> _RECORD LIST_
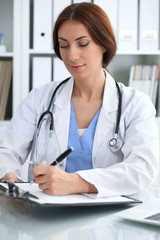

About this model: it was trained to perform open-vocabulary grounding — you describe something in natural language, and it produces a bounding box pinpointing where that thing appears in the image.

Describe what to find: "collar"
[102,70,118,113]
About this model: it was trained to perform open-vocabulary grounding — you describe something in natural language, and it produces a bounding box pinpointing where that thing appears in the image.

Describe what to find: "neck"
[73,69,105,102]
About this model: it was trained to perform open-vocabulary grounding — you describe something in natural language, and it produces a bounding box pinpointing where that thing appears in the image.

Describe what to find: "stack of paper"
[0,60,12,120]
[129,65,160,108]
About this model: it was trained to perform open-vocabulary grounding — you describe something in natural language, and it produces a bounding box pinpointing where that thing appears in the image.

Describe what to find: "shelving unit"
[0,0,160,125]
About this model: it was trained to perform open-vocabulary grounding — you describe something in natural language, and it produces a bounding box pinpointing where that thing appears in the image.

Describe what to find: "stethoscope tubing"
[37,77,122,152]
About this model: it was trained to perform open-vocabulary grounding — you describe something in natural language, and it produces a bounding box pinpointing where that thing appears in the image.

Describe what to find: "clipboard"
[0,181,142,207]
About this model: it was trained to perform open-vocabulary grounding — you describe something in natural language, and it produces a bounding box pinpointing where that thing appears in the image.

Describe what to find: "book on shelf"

> _TASK GOAL_
Arrange the lines above, from the first one through the line holding "[102,70,118,113]", inclusive, as a numbered list, leaving out blank lines and the picture.

> _WORKED SOLUTION_
1. About this model: it was trained to perform open-vocabulary grounding — you describe something in natural language, and it produces a bounding box pinpointing where that thing appears in the image.
2. Describe what to find: "collar"
3. [102,70,118,113]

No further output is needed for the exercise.